Records excerpted from a collection:
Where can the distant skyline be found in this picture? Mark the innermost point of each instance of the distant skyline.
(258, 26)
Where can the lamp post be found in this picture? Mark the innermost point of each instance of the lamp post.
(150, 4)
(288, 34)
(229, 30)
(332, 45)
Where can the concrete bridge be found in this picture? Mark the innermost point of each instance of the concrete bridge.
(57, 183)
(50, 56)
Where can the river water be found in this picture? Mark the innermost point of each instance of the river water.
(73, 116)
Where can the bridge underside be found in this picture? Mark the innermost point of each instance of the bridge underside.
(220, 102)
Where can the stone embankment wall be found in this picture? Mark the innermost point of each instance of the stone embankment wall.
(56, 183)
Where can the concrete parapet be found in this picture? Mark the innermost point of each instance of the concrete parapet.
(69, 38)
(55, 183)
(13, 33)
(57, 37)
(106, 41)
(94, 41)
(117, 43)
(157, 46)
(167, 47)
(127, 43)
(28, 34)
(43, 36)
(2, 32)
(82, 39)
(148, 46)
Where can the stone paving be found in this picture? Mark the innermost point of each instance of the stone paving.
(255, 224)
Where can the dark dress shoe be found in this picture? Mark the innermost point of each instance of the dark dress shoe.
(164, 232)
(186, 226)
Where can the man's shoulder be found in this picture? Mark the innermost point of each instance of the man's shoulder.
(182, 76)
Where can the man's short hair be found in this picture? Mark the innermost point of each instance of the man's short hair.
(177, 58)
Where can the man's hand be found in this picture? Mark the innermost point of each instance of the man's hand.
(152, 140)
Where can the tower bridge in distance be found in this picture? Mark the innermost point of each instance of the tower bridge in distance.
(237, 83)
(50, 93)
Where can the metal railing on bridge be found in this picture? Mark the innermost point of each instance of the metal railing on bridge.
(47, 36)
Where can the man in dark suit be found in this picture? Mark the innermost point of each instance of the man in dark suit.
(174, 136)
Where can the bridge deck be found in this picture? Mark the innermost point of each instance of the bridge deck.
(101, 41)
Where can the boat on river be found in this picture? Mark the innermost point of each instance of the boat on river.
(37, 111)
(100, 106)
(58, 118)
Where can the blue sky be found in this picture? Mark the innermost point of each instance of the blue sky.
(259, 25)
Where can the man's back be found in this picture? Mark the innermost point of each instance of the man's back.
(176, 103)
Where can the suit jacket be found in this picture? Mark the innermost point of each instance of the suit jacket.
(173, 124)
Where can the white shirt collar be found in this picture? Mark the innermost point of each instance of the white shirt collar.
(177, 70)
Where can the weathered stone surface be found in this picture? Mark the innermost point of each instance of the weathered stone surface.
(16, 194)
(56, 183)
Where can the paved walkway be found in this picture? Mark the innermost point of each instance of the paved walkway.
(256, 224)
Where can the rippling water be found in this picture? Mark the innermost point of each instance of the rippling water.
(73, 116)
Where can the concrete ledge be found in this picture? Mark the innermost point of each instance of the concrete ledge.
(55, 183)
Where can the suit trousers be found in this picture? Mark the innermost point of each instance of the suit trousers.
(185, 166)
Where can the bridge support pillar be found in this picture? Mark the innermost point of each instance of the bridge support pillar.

▶ [DESCRIPTION OF THE TASK]: The records above must be retyped in full, exactly as written.

▶ [ANSWER TO THIS PROBLEM]:
Where can the distant skyline be found in this picture? Mark the innermost point of each instance of the distant skyline.
(258, 26)
Where can the lamp post be found in this picture? Mark the innermost point of each instance of the lamp post.
(150, 4)
(288, 34)
(229, 30)
(332, 45)
Where can the concrete bridge be found in this picture? Mark the innermost point of each instance of the concrete bridge.
(57, 183)
(50, 56)
Where can the river water be found in this picture? Mark the innermost point of each instance of the river water.
(73, 116)
Where can the bridge underside be found in this picture? Mark the innermost point of each instance of the bridge underside.
(220, 102)
Where can the stone embankment wall be found in this picture? Mark the innermost point of each instance of the stone embankment wall.
(56, 183)
Where can the concrete parapet be found in this picture? Mark the innermost point of each instance of the concrete parapet.
(69, 38)
(55, 183)
(13, 33)
(57, 37)
(106, 41)
(94, 41)
(117, 43)
(157, 46)
(167, 47)
(127, 43)
(28, 34)
(43, 36)
(2, 32)
(82, 39)
(148, 46)
Where can the stone paving be found in this picture? Mark the innermost point of each instance of the stone paving.
(255, 224)
Where can the dark dress shoe be found in this picture? Mark the innermost point of each instance of the dark dress shoe.
(164, 232)
(186, 226)
Where can the man's shoulder be found in this picture? Mark the innermost point of each instance of the man's shoulder.
(182, 76)
Where can the man's short hair be found in this picture? Mark the innermost point of each instance of the man's short hair.
(177, 58)
Where can the man's hand be found in this picture? Mark the innermost point of each instance of the man's hand.
(152, 140)
Where can the tower bridge in distance be found in this picture? Mark the innermost point of each instance of the tower bridge in distance.
(237, 83)
(50, 93)
Where can the metal railing on bridge be found in this picture? Mark the innermost point of each instance of the metal railing on bridge.
(47, 36)
Where can the man in dark suit be found in this picture? Mark the innermost point of each instance of the man in dark suit.
(174, 136)
Where can the bridge deck be found in this picture? Mark the innermost point of each instance of the bridge deck.
(101, 41)
Where can the boat on river be found in this picture? Mark the innermost point of each instance of the boat on river.
(37, 111)
(100, 106)
(58, 118)
Where can the blue sky be found in this picture? Mark the innermost point of each instance of the blue sky.
(259, 25)
Where can the man's back be found in this picture? Mark the innermost point of each instance of the man's back.
(176, 103)
Where can the suit jacket be found in this picture? Mark the innermost point of each instance of the suit jacket.
(173, 124)
Where can the white shirt collar be found in this picture? Mark the innermost point of each instance of the white shirt collar.
(177, 70)
Where can the weathered stone surface be found in this picture? Mark the innermost point of each instance of the weathered stone surface.
(16, 194)
(56, 183)
Where can the paved walkway be found in this picture? Mark the innermost point of each instance of the paved walkway.
(256, 224)
Where can the rippling water be found in this picture? Mark the innermost point of each instance of the rippling water.
(73, 116)
Where can the concrete ledge be found in this picture? Mark the innermost point of each instance of the concrete ledge.
(55, 183)
Where can the suit trousers be found in this picture? Mark the innermost point of each instance of the suit trousers.
(185, 166)
Where can the bridge support pillar be found in this picture? Mark the innermost point of each instance of the bridge support pillar.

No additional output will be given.